Exercise directions: Find the line containing "Where can the long wavy" in the material below, then please transcribe it and each line after it exactly, without the pictures.

——

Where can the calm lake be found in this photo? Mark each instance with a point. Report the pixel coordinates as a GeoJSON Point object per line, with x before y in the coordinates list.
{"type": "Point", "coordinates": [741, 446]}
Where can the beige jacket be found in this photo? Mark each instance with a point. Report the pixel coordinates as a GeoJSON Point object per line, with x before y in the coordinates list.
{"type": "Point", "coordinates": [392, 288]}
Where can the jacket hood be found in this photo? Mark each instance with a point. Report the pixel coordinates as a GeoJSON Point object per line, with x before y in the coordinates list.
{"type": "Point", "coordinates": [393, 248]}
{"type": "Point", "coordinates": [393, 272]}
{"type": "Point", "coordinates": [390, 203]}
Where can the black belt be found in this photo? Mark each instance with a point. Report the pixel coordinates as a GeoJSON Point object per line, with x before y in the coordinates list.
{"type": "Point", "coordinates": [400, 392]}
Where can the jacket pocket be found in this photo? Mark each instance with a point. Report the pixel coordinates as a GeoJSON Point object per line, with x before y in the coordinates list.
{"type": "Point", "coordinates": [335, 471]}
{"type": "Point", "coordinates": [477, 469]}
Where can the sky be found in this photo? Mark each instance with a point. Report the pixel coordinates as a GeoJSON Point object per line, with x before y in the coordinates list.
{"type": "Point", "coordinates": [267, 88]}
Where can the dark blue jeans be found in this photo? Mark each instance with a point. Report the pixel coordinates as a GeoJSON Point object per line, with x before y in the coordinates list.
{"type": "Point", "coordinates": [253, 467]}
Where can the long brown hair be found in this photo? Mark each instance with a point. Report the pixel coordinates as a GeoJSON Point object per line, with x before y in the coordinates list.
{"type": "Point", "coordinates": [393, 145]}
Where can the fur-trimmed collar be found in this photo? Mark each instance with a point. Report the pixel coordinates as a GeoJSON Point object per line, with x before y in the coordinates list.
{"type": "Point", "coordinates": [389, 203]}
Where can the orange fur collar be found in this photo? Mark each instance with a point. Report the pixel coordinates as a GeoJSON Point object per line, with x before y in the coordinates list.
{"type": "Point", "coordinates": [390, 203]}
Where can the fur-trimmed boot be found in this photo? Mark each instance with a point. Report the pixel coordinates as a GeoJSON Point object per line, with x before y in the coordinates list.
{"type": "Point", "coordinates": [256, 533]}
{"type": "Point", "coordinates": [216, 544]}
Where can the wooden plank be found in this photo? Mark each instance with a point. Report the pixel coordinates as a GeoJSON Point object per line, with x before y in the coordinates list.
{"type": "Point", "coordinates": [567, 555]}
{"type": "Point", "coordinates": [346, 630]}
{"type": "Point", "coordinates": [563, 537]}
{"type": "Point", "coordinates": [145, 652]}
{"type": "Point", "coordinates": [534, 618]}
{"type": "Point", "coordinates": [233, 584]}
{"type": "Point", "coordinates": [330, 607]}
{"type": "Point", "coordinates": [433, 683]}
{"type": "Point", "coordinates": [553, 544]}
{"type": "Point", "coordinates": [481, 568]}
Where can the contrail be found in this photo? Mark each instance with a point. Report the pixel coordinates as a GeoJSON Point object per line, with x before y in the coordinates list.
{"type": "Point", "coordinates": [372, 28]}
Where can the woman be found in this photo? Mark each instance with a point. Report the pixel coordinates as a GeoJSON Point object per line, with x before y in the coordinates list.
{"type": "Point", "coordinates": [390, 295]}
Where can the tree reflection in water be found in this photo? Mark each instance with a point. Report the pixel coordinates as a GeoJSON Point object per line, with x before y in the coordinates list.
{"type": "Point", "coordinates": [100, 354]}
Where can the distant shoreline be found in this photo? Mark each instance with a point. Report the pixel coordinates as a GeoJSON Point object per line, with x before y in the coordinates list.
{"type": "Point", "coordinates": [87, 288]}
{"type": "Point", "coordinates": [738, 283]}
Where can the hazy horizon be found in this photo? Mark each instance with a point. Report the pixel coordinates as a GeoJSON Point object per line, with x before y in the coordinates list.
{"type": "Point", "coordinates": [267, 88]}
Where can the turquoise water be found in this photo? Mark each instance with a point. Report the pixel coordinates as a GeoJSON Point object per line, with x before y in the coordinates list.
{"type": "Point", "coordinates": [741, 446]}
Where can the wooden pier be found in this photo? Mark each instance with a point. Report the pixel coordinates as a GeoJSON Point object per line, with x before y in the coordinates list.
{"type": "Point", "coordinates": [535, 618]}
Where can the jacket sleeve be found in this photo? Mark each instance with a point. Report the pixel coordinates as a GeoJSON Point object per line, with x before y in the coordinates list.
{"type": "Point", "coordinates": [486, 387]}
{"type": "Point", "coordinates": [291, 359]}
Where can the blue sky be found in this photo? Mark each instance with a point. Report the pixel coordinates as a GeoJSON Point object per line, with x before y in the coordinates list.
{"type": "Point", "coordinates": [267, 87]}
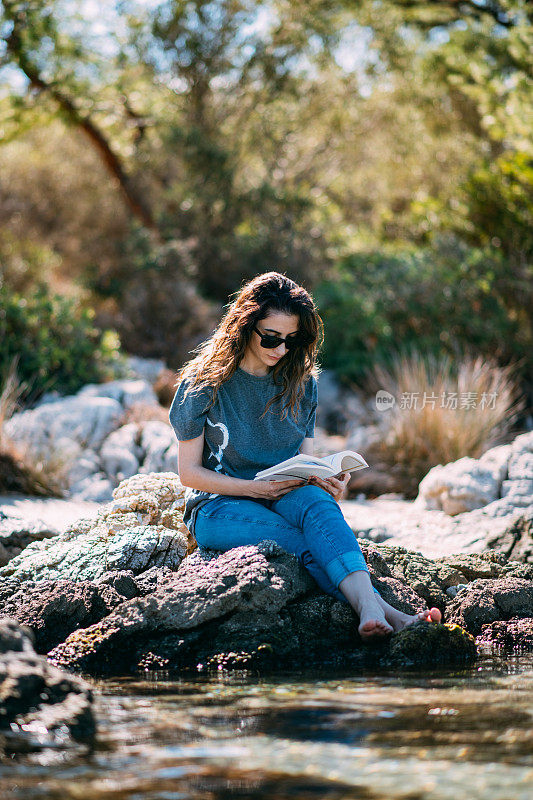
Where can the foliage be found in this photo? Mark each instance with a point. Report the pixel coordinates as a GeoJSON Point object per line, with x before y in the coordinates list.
{"type": "Point", "coordinates": [427, 426]}
{"type": "Point", "coordinates": [55, 342]}
{"type": "Point", "coordinates": [439, 300]}
{"type": "Point", "coordinates": [21, 469]}
{"type": "Point", "coordinates": [323, 138]}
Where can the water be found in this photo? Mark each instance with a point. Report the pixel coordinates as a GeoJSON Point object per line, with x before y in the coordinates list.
{"type": "Point", "coordinates": [450, 734]}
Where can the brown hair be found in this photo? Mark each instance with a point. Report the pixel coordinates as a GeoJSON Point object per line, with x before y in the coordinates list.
{"type": "Point", "coordinates": [219, 356]}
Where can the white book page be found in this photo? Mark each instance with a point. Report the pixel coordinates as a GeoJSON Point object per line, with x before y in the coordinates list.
{"type": "Point", "coordinates": [345, 461]}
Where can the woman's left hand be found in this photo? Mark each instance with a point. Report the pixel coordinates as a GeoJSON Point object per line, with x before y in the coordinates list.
{"type": "Point", "coordinates": [334, 486]}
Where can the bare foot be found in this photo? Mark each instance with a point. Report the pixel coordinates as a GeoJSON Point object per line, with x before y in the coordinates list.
{"type": "Point", "coordinates": [372, 624]}
{"type": "Point", "coordinates": [399, 620]}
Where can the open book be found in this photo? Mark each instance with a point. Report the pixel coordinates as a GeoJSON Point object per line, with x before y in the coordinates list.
{"type": "Point", "coordinates": [302, 466]}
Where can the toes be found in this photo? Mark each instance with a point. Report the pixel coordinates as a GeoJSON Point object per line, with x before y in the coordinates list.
{"type": "Point", "coordinates": [374, 627]}
{"type": "Point", "coordinates": [433, 615]}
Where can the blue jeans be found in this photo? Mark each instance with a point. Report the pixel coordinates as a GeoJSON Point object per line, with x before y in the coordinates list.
{"type": "Point", "coordinates": [306, 521]}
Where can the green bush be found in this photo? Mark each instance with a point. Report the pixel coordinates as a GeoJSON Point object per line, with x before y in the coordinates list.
{"type": "Point", "coordinates": [53, 343]}
{"type": "Point", "coordinates": [446, 300]}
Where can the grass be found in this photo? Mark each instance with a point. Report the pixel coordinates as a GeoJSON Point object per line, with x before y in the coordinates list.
{"type": "Point", "coordinates": [414, 439]}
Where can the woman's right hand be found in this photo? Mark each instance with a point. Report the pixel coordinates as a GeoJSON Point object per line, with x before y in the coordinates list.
{"type": "Point", "coordinates": [271, 490]}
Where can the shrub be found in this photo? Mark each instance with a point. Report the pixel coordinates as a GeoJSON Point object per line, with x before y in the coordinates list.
{"type": "Point", "coordinates": [438, 301]}
{"type": "Point", "coordinates": [22, 470]}
{"type": "Point", "coordinates": [423, 428]}
{"type": "Point", "coordinates": [55, 343]}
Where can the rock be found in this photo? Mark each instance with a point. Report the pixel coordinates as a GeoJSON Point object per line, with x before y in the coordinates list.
{"type": "Point", "coordinates": [516, 542]}
{"type": "Point", "coordinates": [120, 453]}
{"type": "Point", "coordinates": [54, 609]}
{"type": "Point", "coordinates": [141, 528]}
{"type": "Point", "coordinates": [514, 635]}
{"type": "Point", "coordinates": [499, 482]}
{"type": "Point", "coordinates": [252, 605]}
{"type": "Point", "coordinates": [122, 581]}
{"type": "Point", "coordinates": [339, 409]}
{"type": "Point", "coordinates": [363, 437]}
{"type": "Point", "coordinates": [429, 643]}
{"type": "Point", "coordinates": [16, 533]}
{"type": "Point", "coordinates": [125, 392]}
{"type": "Point", "coordinates": [458, 487]}
{"type": "Point", "coordinates": [159, 447]}
{"type": "Point", "coordinates": [84, 420]}
{"type": "Point", "coordinates": [83, 467]}
{"type": "Point", "coordinates": [419, 573]}
{"type": "Point", "coordinates": [40, 705]}
{"type": "Point", "coordinates": [96, 488]}
{"type": "Point", "coordinates": [486, 601]}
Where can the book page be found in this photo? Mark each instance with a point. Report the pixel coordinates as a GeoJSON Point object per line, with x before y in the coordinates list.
{"type": "Point", "coordinates": [345, 461]}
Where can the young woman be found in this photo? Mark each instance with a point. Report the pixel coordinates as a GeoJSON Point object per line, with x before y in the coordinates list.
{"type": "Point", "coordinates": [247, 401]}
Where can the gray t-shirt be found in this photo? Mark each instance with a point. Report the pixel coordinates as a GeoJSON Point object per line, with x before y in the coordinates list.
{"type": "Point", "coordinates": [236, 441]}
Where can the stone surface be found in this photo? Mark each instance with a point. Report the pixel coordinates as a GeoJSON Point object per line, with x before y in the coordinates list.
{"type": "Point", "coordinates": [253, 605]}
{"type": "Point", "coordinates": [485, 601]}
{"type": "Point", "coordinates": [458, 487]}
{"type": "Point", "coordinates": [40, 705]}
{"type": "Point", "coordinates": [514, 635]}
{"type": "Point", "coordinates": [141, 528]}
{"type": "Point", "coordinates": [16, 533]}
{"type": "Point", "coordinates": [54, 609]}
{"type": "Point", "coordinates": [499, 482]}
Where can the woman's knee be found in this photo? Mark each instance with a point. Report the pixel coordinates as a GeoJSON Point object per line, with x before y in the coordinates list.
{"type": "Point", "coordinates": [310, 492]}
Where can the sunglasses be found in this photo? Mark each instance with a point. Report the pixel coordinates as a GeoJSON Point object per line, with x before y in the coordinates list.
{"type": "Point", "coordinates": [270, 341]}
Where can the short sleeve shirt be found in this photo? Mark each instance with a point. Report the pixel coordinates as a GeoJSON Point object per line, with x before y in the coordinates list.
{"type": "Point", "coordinates": [236, 441]}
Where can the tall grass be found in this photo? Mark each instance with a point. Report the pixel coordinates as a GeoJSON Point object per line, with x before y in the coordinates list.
{"type": "Point", "coordinates": [22, 469]}
{"type": "Point", "coordinates": [416, 436]}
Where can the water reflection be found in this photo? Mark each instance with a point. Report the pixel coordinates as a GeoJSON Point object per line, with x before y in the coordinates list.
{"type": "Point", "coordinates": [458, 733]}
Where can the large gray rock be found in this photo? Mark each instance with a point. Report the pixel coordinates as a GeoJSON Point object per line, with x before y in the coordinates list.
{"type": "Point", "coordinates": [16, 533]}
{"type": "Point", "coordinates": [499, 482]}
{"type": "Point", "coordinates": [54, 609]}
{"type": "Point", "coordinates": [485, 601]}
{"type": "Point", "coordinates": [40, 705]}
{"type": "Point", "coordinates": [85, 421]}
{"type": "Point", "coordinates": [247, 606]}
{"type": "Point", "coordinates": [458, 487]}
{"type": "Point", "coordinates": [125, 392]}
{"type": "Point", "coordinates": [141, 528]}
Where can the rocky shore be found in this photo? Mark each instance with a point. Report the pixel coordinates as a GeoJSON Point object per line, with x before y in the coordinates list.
{"type": "Point", "coordinates": [121, 587]}
{"type": "Point", "coordinates": [129, 590]}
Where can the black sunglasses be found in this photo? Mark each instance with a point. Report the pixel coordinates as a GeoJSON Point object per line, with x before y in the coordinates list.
{"type": "Point", "coordinates": [270, 341]}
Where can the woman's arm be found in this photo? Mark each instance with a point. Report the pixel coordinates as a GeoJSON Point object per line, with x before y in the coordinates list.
{"type": "Point", "coordinates": [193, 474]}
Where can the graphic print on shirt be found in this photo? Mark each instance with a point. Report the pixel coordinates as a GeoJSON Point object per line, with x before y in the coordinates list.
{"type": "Point", "coordinates": [221, 447]}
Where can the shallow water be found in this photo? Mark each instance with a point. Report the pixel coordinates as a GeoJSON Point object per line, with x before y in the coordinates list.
{"type": "Point", "coordinates": [448, 733]}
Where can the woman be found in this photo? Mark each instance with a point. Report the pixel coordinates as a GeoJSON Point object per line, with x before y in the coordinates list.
{"type": "Point", "coordinates": [247, 401]}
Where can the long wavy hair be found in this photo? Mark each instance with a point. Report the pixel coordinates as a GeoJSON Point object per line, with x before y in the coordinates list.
{"type": "Point", "coordinates": [219, 356]}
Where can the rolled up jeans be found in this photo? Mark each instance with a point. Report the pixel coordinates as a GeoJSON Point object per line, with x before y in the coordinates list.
{"type": "Point", "coordinates": [306, 521]}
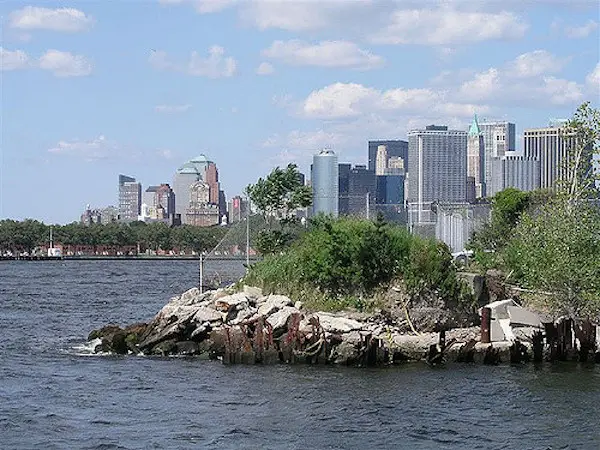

——

Finished exercise:
Where can the long wavy hair be found in this photo? Mark each instance with a point. Report the pixel coordinates as a GeoJSON Point object per line, with x before y in the coordinates list.
{"type": "Point", "coordinates": [219, 356]}
Where can the rolled up jeans be found in this photo? Mark each instance with a point. Report the pixel coordinates as a GeoJSON Point object per line, with x before y in the coordinates list.
{"type": "Point", "coordinates": [306, 521]}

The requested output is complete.